Work to be completed: Return the data below in full, matching every line exactly.
____ Given records
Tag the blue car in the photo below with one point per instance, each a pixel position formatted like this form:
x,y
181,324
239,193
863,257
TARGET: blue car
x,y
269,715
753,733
________
Output:
Tag the blue car in the photo below with one point per instance, each a pixel position formatted like this form:
x,y
181,324
239,193
863,257
TARGET: blue car
x,y
269,715
753,733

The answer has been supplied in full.